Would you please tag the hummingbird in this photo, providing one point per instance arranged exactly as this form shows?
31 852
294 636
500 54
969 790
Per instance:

---

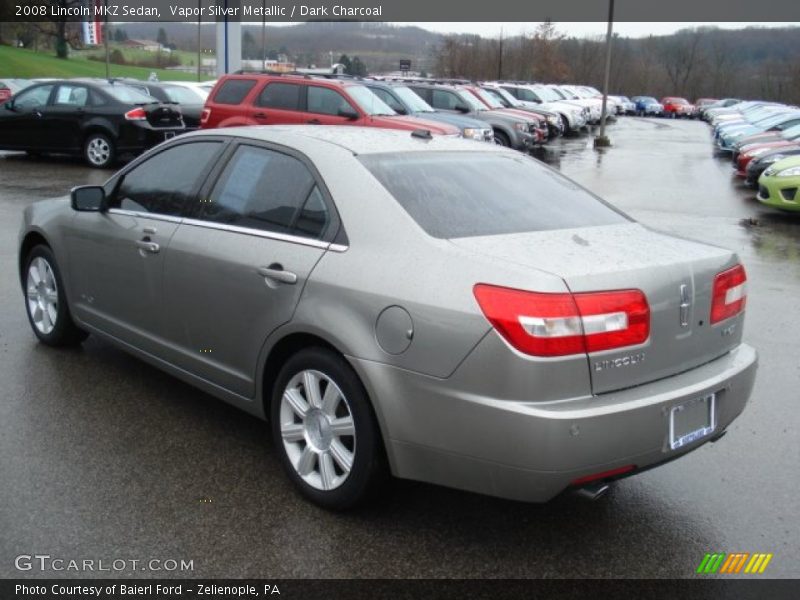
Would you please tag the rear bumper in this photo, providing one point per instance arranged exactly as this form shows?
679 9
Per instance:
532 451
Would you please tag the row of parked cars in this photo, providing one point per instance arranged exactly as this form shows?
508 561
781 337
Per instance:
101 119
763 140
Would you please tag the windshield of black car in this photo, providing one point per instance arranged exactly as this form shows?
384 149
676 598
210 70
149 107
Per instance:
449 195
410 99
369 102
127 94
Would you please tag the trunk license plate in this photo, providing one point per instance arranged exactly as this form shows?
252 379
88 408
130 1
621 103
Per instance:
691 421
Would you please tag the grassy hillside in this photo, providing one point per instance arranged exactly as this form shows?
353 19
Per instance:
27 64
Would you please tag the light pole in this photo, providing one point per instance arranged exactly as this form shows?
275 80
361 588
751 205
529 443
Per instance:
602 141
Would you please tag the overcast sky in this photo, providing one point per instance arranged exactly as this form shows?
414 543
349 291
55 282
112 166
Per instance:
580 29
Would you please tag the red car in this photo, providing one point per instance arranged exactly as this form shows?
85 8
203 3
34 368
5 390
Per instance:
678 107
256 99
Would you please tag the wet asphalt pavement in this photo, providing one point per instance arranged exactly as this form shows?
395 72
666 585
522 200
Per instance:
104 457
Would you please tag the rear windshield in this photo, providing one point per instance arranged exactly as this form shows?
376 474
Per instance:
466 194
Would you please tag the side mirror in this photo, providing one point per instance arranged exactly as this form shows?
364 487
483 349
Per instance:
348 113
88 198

- **YOUR OBJECTIVE**
Select each line above that contains the word "rear" and copy those lines in full.

- **THE ANSWER**
Would you please tag the rear bumper in this photo, providing one point per instance arranged exactly as this form shows?
Would you please tag the rear windshield in this photo, providing one point per instance arranged exactly as this form shows?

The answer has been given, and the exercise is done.